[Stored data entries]
----

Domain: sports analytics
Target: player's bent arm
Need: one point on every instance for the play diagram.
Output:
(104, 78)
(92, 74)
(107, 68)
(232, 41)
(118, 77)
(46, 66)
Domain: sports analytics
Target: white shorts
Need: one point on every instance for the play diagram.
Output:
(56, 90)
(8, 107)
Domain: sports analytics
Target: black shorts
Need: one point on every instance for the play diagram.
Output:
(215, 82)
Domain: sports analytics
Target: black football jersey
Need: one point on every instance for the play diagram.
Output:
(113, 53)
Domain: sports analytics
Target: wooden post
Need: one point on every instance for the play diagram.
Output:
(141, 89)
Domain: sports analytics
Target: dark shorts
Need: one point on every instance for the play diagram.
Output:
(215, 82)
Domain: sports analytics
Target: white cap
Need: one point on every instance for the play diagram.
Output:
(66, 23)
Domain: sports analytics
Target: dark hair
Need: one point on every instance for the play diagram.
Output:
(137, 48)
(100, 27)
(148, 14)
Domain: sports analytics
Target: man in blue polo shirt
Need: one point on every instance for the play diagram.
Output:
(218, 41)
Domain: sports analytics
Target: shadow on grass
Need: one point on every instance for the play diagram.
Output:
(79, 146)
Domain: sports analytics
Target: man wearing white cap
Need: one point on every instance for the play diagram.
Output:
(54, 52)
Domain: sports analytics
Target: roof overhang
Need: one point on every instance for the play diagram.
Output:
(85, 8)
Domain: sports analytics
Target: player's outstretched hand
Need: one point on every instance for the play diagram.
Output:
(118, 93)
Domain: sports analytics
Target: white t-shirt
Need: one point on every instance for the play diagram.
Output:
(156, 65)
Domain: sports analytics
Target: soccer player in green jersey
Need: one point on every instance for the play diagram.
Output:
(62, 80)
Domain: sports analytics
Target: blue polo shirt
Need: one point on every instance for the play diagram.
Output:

----

Problem requirements: Print the lines of the entries, exactly, from the one containing "Target: shadow on grass" down to the final line, and leave out all the others.

Written response:
Target: shadow on grass
Need: one point on every instance for the play diagram.
Output:
(79, 146)
Domain: sports analytics
Target: man wearing white cap
Need: one point on every instance for the play diagram.
Output:
(54, 52)
Domain: sports analytics
Target: roof overhang
Need: one point on every instance for the play diagram.
Output:
(85, 8)
Domain: sports analytics
Target: player's outstretched hand
Need: one point on every instance for the play diagram.
Output:
(118, 93)
Domain: sports analytics
Target: white t-shirt
Need: one point on every instance for the play diagram.
Output:
(156, 65)
Domain: sports analytics
Target: soccer player in green jersey
Need: one point on every instance for the play diagram.
Output:
(62, 80)
Domain: sports analytics
Target: blue polo shirt
Need: one point on every instance for the play diagram.
Output:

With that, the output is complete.